Problem description
Your task is to repeat the records exactly from the line containing "In the photograph above, where can the snow-covered" onward, through the final line.

### Task material ###

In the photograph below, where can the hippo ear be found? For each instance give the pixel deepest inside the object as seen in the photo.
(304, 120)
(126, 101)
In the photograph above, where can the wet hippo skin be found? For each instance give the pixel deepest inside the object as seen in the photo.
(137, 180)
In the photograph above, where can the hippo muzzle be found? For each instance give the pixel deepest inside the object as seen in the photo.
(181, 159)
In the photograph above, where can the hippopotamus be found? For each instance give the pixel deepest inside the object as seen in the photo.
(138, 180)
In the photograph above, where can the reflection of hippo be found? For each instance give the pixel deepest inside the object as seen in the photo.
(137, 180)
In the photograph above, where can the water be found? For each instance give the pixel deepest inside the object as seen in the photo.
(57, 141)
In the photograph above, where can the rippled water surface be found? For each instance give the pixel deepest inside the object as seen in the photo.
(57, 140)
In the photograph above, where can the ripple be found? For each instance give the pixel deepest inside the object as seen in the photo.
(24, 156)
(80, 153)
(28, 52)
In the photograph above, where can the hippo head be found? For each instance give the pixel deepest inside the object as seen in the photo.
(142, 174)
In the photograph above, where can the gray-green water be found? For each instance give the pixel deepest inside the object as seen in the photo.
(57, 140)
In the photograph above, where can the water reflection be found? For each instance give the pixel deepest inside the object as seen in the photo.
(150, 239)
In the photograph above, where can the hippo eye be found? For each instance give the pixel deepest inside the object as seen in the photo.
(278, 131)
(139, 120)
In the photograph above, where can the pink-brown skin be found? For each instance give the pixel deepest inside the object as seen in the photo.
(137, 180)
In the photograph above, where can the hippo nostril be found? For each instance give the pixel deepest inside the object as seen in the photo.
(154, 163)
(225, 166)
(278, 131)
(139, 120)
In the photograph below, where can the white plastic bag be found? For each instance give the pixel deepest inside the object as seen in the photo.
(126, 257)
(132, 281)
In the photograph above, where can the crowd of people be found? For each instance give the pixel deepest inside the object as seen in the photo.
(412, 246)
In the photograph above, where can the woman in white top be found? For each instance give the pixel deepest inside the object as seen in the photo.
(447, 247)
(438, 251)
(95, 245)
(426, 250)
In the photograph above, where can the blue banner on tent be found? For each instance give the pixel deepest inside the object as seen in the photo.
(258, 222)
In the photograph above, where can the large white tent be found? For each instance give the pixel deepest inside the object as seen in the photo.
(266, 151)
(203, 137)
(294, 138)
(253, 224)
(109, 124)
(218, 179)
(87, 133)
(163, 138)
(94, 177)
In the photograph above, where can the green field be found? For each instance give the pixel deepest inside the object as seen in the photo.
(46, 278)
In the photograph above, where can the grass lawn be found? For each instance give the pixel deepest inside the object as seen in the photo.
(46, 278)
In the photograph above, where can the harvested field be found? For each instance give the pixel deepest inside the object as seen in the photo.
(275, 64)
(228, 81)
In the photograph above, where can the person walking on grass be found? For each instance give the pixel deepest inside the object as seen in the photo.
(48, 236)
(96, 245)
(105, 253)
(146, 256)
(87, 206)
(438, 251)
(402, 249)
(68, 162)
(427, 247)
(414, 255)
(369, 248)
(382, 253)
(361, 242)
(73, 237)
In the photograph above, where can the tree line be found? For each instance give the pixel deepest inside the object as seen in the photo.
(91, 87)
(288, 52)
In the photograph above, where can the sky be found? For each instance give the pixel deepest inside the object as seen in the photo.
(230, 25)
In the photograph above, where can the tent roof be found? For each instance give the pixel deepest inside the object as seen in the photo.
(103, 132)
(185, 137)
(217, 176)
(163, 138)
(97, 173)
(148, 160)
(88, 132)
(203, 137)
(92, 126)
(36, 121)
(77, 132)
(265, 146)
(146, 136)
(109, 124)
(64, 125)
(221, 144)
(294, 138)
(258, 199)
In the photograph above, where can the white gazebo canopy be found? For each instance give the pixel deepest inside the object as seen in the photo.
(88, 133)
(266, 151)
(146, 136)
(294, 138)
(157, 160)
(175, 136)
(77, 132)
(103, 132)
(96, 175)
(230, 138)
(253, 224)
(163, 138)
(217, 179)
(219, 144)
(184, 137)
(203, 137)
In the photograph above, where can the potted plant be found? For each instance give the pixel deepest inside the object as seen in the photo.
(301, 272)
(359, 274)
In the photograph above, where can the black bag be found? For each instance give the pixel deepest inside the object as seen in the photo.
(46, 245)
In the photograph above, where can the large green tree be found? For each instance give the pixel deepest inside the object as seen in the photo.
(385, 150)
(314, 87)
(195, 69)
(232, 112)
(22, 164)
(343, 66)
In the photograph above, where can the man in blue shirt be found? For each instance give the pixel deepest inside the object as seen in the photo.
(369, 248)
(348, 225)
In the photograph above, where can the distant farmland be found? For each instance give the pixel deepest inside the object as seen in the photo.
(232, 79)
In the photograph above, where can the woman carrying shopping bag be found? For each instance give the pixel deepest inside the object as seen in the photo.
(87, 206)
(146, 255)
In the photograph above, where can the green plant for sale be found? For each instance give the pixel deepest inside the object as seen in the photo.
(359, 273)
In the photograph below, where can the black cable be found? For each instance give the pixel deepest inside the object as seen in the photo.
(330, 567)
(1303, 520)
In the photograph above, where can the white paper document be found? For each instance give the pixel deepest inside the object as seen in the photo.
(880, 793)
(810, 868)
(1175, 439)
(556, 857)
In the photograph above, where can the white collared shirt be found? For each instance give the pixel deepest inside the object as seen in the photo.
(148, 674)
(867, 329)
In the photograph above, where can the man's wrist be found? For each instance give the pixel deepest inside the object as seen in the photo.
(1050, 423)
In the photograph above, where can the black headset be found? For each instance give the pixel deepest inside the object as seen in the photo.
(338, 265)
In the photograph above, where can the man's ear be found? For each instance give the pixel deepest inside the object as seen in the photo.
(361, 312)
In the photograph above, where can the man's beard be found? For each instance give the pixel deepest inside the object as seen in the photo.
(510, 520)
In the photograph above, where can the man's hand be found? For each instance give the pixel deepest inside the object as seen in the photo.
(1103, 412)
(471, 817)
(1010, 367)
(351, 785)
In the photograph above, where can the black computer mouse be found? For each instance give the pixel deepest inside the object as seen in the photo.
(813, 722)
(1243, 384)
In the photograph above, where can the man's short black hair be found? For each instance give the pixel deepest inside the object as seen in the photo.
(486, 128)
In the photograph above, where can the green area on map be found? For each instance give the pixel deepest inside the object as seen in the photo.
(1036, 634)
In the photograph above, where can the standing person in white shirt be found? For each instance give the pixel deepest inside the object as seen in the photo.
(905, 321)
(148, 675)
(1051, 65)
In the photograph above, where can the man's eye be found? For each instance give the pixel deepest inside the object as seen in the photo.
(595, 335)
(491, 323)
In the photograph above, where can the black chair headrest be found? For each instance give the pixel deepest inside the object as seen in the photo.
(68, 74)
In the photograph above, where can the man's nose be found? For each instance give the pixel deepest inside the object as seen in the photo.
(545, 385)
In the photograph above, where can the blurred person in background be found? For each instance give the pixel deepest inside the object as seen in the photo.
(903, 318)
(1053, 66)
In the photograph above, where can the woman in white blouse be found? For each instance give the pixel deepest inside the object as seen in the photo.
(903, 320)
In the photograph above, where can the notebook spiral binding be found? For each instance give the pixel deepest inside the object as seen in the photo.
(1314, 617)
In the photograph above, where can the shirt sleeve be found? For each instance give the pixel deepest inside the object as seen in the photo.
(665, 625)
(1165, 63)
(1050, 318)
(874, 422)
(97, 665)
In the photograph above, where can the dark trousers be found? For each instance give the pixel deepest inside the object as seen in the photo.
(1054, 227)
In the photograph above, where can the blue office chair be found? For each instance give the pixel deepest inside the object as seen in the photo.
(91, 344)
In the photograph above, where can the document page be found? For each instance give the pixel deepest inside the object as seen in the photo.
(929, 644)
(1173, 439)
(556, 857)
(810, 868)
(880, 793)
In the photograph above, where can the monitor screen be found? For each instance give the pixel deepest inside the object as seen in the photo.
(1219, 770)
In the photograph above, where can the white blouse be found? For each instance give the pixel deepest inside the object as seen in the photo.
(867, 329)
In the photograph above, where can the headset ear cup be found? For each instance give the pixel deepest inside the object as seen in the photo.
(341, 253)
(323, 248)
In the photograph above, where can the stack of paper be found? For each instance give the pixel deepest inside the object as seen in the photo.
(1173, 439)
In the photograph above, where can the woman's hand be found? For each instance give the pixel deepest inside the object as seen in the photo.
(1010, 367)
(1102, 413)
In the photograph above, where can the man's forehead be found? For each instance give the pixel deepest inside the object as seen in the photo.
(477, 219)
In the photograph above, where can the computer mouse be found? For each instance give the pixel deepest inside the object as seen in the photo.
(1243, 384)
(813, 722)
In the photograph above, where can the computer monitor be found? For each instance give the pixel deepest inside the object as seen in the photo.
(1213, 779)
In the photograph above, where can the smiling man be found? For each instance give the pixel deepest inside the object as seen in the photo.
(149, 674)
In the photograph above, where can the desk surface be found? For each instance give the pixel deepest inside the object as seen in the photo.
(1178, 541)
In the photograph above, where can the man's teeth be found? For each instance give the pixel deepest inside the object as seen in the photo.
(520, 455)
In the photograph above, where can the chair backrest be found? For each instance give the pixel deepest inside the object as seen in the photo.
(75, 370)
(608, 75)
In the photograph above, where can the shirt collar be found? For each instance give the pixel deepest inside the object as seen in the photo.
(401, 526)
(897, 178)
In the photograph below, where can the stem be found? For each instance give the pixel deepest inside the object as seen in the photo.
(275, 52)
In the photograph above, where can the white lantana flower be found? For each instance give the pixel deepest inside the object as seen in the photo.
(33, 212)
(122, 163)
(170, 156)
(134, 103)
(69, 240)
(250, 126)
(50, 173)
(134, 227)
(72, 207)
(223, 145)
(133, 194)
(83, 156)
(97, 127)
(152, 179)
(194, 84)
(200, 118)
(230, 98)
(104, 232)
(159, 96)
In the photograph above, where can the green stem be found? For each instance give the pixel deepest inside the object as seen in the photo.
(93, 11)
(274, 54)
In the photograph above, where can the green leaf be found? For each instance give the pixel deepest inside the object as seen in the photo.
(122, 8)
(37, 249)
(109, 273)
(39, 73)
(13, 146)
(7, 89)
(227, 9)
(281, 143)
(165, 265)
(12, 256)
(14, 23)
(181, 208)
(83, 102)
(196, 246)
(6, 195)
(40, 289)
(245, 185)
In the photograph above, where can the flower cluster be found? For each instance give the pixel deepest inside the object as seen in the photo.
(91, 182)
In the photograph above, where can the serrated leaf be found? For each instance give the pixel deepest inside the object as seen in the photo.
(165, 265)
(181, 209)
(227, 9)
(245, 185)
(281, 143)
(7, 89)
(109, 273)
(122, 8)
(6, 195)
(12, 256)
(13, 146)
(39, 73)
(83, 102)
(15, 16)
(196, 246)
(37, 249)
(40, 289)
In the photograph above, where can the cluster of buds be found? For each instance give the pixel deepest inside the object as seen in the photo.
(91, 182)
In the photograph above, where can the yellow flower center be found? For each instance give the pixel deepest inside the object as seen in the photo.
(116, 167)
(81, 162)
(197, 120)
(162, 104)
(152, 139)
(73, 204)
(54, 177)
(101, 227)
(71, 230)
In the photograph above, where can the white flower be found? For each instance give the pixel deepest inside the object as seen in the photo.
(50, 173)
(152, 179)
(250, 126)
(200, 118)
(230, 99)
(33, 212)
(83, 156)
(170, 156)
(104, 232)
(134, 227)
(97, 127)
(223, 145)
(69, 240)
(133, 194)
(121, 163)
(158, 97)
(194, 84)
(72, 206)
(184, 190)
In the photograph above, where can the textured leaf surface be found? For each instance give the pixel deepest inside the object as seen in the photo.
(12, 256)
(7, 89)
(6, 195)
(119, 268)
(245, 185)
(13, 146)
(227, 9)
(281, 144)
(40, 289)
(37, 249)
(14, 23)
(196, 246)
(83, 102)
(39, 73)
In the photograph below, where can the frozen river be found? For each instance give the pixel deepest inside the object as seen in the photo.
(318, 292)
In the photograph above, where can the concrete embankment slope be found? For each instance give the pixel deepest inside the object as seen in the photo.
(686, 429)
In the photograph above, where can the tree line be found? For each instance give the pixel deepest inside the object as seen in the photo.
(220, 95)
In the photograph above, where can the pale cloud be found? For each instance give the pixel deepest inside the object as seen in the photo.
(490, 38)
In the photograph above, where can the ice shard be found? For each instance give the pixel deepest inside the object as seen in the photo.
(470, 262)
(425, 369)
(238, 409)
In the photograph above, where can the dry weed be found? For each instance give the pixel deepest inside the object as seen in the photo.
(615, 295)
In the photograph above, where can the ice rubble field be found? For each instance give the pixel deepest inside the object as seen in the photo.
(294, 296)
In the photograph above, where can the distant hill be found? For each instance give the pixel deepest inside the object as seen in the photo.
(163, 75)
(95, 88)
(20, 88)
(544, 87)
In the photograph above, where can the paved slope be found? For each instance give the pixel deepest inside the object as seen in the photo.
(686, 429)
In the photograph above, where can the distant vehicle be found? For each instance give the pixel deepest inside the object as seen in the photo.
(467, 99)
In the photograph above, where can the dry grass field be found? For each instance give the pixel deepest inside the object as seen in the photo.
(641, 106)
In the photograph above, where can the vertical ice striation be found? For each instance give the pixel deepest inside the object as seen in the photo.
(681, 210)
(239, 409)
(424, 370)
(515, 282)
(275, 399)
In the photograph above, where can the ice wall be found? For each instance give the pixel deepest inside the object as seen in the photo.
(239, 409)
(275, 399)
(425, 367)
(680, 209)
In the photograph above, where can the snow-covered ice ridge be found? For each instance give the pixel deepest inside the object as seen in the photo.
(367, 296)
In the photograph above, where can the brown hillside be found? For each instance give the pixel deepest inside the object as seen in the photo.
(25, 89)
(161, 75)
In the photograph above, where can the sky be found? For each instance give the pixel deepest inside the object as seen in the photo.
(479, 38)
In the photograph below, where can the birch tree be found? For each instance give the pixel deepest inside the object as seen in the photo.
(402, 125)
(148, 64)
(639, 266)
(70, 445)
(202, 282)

###

Expected answer
In the photograph above, where can the snow-covered ice ridge be found? For each instance give the pixel deepest inside the object as seen in the photo.
(367, 296)
In the photograph above, where can the brown hillside be found? For each instance give the pixel deepest inside the object as seen in the photo.
(25, 89)
(161, 75)
In the photograph above, where can the sky be found? For each instance give the pixel deepest inside the object as seen in the photo.
(479, 38)
In the photograph below, where can the birch tree be found? For each instance give the pixel deepest inside the object as seen in the photo.
(402, 125)
(148, 64)
(639, 266)
(70, 445)
(202, 282)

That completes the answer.